### TASK DETAILS
Rewrite the listing below from the line with "For the benchmark, mark every instance of the white cloud" through the end, changing "white cloud" to "gray cloud" and keeping everything else the same.

┏━━

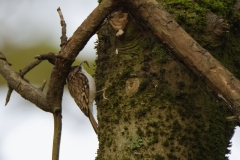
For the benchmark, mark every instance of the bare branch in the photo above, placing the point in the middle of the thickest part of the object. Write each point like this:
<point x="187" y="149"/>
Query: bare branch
<point x="64" y="30"/>
<point x="8" y="95"/>
<point x="49" y="56"/>
<point x="26" y="90"/>
<point x="57" y="135"/>
<point x="43" y="85"/>
<point x="29" y="67"/>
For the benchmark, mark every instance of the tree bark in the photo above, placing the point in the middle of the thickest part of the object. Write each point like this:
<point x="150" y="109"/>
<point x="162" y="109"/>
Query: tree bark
<point x="157" y="108"/>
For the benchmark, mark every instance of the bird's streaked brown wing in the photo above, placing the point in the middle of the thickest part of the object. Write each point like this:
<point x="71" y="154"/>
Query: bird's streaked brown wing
<point x="79" y="89"/>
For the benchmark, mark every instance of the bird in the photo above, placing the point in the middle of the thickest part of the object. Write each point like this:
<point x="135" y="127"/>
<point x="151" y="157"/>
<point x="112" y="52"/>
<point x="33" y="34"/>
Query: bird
<point x="82" y="88"/>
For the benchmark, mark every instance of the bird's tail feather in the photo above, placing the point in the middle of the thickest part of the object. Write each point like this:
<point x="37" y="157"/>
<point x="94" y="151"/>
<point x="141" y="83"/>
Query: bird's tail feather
<point x="93" y="122"/>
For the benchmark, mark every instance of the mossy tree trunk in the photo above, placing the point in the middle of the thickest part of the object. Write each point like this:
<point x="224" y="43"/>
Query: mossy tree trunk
<point x="157" y="108"/>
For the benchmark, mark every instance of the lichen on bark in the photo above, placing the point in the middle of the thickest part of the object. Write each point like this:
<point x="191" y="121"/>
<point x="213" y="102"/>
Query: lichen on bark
<point x="173" y="114"/>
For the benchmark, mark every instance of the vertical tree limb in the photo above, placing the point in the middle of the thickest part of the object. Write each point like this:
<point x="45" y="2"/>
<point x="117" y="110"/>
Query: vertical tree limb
<point x="199" y="60"/>
<point x="57" y="135"/>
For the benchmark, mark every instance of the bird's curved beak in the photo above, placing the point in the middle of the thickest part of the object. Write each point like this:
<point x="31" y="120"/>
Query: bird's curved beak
<point x="86" y="62"/>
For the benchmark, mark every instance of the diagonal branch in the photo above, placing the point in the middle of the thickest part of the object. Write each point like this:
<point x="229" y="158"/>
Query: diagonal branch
<point x="72" y="48"/>
<point x="26" y="90"/>
<point x="199" y="60"/>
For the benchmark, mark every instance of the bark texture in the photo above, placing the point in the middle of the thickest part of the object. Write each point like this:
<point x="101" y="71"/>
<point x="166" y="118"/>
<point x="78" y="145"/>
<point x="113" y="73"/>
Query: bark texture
<point x="157" y="108"/>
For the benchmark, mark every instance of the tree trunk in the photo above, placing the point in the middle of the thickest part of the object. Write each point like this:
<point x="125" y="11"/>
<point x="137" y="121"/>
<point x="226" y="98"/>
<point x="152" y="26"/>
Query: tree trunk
<point x="157" y="108"/>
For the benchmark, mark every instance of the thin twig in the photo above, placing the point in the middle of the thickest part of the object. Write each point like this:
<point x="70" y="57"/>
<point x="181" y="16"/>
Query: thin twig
<point x="29" y="67"/>
<point x="57" y="116"/>
<point x="51" y="57"/>
<point x="8" y="95"/>
<point x="43" y="85"/>
<point x="22" y="73"/>
<point x="64" y="26"/>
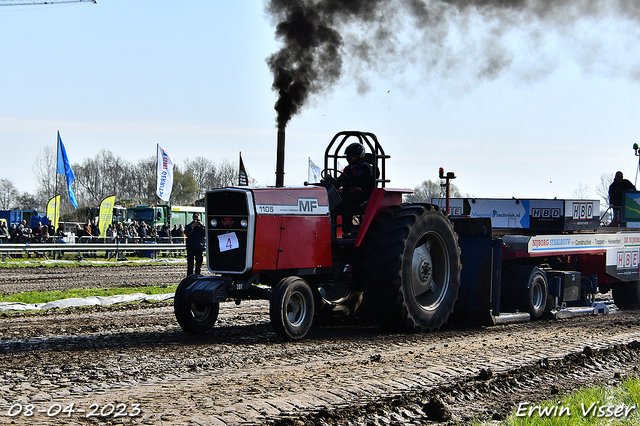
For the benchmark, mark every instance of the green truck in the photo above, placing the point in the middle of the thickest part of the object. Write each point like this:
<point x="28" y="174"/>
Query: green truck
<point x="160" y="214"/>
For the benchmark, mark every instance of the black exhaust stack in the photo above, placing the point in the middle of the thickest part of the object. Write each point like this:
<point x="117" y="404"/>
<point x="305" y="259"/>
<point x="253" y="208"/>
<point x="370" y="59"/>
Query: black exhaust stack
<point x="280" y="160"/>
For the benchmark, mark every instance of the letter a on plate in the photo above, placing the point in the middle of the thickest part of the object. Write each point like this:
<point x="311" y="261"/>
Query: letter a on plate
<point x="228" y="241"/>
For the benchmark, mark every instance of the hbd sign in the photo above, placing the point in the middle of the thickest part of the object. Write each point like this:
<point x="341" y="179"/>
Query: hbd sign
<point x="628" y="259"/>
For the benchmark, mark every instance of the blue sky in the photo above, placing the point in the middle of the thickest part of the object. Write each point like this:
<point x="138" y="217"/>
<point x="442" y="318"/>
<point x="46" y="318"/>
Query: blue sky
<point x="563" y="109"/>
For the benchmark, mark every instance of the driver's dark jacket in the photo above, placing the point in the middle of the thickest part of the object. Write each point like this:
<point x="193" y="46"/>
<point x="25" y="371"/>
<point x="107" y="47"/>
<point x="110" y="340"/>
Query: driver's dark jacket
<point x="358" y="177"/>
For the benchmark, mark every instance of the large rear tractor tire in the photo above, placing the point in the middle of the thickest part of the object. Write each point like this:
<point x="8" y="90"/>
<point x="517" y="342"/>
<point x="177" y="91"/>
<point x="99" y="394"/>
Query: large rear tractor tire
<point x="627" y="295"/>
<point x="194" y="318"/>
<point x="412" y="267"/>
<point x="292" y="308"/>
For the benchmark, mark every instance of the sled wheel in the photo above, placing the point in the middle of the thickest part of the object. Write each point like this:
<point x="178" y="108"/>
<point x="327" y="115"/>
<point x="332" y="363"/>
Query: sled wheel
<point x="535" y="297"/>
<point x="194" y="318"/>
<point x="292" y="308"/>
<point x="413" y="257"/>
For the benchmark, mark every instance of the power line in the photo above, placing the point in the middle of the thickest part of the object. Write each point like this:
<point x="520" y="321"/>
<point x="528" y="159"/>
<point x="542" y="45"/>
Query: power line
<point x="31" y="2"/>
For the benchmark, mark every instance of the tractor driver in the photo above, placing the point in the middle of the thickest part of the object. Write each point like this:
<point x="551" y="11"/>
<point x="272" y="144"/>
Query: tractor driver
<point x="355" y="184"/>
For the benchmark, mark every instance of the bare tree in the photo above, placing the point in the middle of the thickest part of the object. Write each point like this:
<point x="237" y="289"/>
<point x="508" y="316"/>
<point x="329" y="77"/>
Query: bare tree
<point x="8" y="194"/>
<point x="203" y="172"/>
<point x="185" y="189"/>
<point x="581" y="192"/>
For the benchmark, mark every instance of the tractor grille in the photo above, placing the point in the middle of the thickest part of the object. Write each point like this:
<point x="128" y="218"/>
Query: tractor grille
<point x="230" y="242"/>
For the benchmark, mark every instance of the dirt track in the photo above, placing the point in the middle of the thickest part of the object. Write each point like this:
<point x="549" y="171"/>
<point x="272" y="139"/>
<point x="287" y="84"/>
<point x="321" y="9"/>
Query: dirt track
<point x="241" y="372"/>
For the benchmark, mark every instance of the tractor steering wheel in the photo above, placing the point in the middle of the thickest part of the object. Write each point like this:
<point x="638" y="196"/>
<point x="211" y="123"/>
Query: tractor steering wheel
<point x="330" y="175"/>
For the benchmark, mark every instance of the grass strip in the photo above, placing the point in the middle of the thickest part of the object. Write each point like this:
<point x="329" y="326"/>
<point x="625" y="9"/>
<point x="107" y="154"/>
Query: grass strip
<point x="32" y="297"/>
<point x="600" y="405"/>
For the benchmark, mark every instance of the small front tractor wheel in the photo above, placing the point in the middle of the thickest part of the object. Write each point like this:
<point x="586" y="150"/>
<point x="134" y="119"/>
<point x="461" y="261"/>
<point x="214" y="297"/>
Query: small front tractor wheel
<point x="413" y="267"/>
<point x="194" y="318"/>
<point x="292" y="308"/>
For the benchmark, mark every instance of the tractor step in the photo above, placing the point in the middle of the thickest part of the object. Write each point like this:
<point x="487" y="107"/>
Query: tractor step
<point x="208" y="290"/>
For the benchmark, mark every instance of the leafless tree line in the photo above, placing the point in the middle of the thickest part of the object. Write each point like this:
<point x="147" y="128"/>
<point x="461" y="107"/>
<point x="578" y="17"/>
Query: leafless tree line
<point x="107" y="174"/>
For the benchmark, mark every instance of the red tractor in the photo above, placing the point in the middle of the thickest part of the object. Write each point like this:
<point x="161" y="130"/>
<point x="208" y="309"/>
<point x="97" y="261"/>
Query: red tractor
<point x="284" y="244"/>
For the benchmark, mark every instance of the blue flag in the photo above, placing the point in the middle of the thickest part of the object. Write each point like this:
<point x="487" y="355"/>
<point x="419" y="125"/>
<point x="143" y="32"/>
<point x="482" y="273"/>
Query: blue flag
<point x="64" y="168"/>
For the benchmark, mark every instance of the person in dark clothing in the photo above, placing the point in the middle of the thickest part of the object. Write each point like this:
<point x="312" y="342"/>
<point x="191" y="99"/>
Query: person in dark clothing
<point x="195" y="244"/>
<point x="355" y="185"/>
<point x="616" y="191"/>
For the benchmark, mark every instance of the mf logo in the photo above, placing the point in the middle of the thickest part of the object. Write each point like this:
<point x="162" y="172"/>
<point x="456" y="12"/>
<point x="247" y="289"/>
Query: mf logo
<point x="582" y="210"/>
<point x="307" y="204"/>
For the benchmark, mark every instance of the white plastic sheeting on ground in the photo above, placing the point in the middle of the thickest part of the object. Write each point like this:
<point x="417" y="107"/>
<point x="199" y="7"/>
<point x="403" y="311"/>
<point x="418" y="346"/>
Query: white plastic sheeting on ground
<point x="85" y="301"/>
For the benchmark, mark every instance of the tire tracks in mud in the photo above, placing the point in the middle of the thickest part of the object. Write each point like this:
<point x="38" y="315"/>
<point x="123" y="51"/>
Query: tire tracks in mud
<point x="242" y="373"/>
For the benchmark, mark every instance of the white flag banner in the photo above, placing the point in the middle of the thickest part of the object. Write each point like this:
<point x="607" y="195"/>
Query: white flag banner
<point x="165" y="174"/>
<point x="314" y="172"/>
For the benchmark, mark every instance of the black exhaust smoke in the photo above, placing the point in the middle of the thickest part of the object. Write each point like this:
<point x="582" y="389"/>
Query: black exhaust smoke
<point x="386" y="36"/>
<point x="280" y="160"/>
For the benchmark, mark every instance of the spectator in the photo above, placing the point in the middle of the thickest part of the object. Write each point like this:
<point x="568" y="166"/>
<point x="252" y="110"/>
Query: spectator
<point x="37" y="233"/>
<point x="80" y="232"/>
<point x="95" y="229"/>
<point x="616" y="193"/>
<point x="22" y="233"/>
<point x="4" y="232"/>
<point x="162" y="232"/>
<point x="195" y="244"/>
<point x="142" y="230"/>
<point x="13" y="233"/>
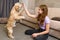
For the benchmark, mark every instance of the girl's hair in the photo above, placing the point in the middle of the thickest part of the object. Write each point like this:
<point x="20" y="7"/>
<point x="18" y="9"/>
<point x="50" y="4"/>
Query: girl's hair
<point x="41" y="17"/>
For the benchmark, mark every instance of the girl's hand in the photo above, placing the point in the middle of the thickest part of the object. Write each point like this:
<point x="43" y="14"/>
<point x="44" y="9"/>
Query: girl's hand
<point x="35" y="34"/>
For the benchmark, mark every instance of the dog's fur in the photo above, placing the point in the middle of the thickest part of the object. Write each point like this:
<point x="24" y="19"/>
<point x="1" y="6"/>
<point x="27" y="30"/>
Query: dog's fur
<point x="14" y="15"/>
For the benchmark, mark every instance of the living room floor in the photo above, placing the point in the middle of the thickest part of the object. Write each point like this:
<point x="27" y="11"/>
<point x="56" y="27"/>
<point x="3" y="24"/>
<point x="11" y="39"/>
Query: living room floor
<point x="18" y="33"/>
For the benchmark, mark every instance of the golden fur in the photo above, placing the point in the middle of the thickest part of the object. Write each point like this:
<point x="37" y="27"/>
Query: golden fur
<point x="14" y="15"/>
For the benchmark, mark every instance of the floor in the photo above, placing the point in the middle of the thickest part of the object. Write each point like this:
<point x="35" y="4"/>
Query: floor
<point x="18" y="33"/>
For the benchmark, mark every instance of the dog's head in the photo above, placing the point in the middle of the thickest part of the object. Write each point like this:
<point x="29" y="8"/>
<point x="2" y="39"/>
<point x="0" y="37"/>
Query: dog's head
<point x="18" y="6"/>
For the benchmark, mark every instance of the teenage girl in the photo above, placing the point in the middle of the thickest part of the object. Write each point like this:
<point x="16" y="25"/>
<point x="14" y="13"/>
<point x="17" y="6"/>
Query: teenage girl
<point x="43" y="22"/>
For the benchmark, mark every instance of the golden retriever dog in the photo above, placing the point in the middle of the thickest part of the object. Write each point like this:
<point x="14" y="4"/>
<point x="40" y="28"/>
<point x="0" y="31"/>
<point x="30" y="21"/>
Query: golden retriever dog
<point x="15" y="14"/>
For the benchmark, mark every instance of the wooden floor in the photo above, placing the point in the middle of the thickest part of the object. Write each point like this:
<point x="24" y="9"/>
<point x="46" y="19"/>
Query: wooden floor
<point x="18" y="33"/>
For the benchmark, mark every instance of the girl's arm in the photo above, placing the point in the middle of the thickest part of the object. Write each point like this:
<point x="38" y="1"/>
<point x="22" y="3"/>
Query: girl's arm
<point x="30" y="15"/>
<point x="42" y="33"/>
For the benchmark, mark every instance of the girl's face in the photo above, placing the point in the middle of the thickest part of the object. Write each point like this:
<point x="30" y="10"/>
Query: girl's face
<point x="40" y="11"/>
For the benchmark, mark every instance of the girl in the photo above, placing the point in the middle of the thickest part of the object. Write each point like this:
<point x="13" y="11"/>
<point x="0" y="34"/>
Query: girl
<point x="43" y="22"/>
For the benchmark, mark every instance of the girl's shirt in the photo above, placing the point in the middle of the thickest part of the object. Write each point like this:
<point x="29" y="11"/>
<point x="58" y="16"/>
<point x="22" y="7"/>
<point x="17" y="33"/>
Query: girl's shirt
<point x="47" y="21"/>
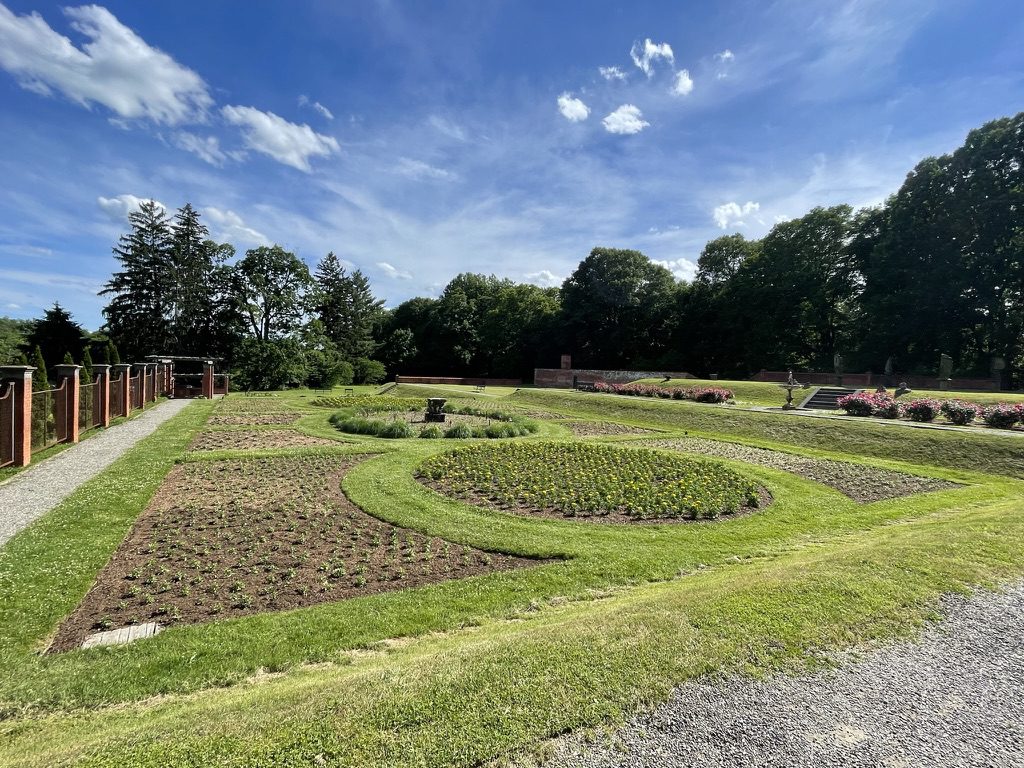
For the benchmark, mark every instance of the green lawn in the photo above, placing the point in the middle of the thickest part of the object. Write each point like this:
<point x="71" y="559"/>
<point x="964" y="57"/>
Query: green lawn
<point x="770" y="393"/>
<point x="463" y="672"/>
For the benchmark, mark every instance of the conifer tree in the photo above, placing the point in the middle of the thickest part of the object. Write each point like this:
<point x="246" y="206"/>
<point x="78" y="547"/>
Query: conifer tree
<point x="40" y="379"/>
<point x="142" y="291"/>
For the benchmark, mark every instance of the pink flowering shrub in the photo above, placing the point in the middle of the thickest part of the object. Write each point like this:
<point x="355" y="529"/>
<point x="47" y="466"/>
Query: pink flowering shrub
<point x="858" y="403"/>
<point x="1001" y="416"/>
<point x="958" y="412"/>
<point x="923" y="410"/>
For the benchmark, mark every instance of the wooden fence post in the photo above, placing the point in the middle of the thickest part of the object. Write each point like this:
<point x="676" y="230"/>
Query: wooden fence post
<point x="102" y="372"/>
<point x="20" y="377"/>
<point x="67" y="411"/>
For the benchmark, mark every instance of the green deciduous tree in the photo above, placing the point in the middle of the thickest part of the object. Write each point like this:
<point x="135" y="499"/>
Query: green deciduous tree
<point x="269" y="286"/>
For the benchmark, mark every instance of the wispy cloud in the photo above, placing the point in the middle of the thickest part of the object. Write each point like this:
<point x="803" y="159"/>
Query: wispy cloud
<point x="544" y="279"/>
<point x="116" y="68"/>
<point x="646" y="53"/>
<point x="731" y="214"/>
<point x="392" y="271"/>
<point x="227" y="225"/>
<point x="611" y="73"/>
<point x="206" y="148"/>
<point x="417" y="169"/>
<point x="305" y="101"/>
<point x="287" y="142"/>
<point x="626" y="120"/>
<point x="120" y="206"/>
<point x="572" y="109"/>
<point x="683" y="84"/>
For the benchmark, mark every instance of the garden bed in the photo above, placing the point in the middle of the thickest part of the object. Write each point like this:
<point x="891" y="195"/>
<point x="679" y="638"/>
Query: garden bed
<point x="603" y="429"/>
<point x="591" y="481"/>
<point x="861" y="483"/>
<point x="255" y="439"/>
<point x="236" y="538"/>
<point x="253" y="419"/>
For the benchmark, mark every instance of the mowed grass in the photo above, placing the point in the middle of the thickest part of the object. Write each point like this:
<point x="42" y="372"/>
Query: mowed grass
<point x="771" y="394"/>
<point x="464" y="672"/>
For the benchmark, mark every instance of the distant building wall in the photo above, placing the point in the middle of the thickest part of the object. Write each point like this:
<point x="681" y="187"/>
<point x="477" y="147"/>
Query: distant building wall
<point x="556" y="377"/>
<point x="873" y="380"/>
<point x="472" y="380"/>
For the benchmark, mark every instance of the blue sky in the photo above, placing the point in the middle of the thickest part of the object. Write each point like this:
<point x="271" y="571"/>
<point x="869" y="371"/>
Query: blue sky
<point x="421" y="139"/>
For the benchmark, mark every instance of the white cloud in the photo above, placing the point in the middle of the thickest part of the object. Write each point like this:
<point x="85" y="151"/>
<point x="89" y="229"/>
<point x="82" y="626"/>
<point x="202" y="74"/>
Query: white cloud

┗━━

### OUTPUT FOR THIS EXERCISE
For the benchmark, mark every instance of the gray cloud in the photo above, placing the point in the middle of the thickest part of the object. Write each point like this:
<point x="85" y="151"/>
<point x="89" y="229"/>
<point x="82" y="626"/>
<point x="202" y="74"/>
Query: gray cloud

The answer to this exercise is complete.